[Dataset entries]
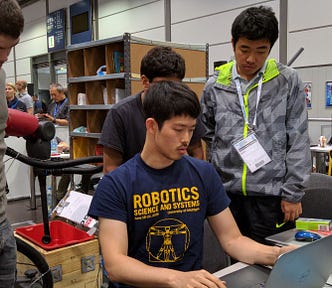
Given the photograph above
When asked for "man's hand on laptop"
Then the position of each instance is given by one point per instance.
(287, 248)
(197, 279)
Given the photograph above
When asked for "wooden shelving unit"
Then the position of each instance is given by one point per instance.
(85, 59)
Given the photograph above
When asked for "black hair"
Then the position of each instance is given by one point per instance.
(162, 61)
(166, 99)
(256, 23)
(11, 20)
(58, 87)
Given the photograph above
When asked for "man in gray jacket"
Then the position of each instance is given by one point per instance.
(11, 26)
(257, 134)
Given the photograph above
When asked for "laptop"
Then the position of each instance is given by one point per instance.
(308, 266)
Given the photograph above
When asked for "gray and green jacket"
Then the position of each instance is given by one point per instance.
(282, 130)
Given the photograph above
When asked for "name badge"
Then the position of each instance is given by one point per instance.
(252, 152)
---
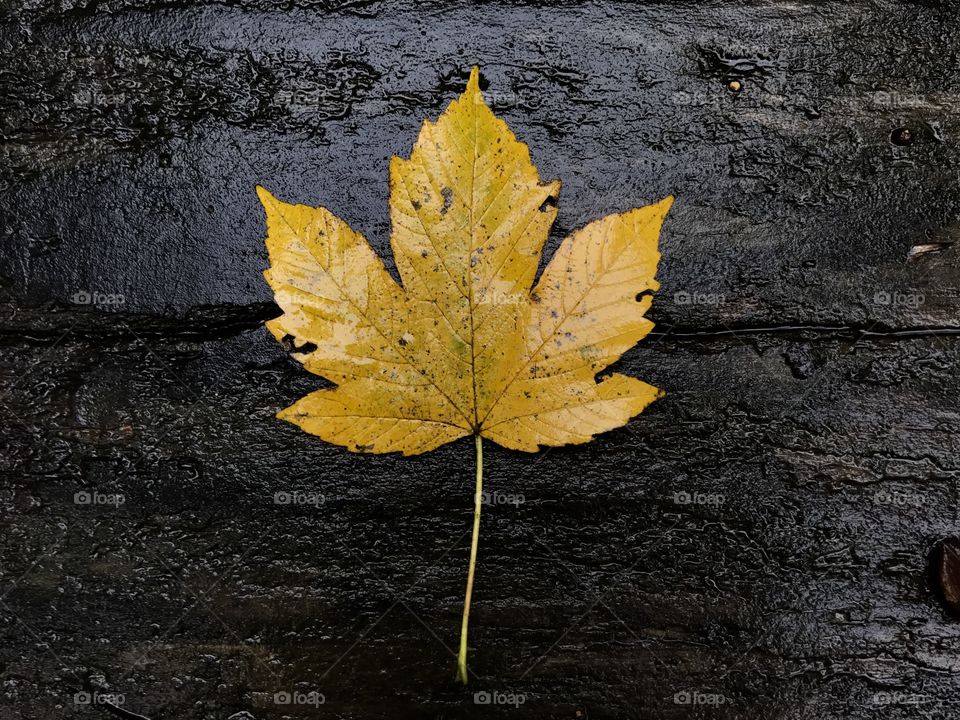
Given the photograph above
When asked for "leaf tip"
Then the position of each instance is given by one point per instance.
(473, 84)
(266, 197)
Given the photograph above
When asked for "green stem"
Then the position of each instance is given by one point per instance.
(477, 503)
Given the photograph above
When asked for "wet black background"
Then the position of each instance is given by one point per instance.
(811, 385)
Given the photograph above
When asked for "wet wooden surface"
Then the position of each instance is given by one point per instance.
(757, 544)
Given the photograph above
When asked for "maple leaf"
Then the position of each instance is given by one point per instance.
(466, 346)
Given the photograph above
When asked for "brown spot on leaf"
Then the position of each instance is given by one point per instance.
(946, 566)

## DIRECTIONS FOR THIS TASK
Among the entries, copy every line containing the word "green".

## YOUR RESPONSE
When asked for "gray and green jacket"
When asked for "green stem"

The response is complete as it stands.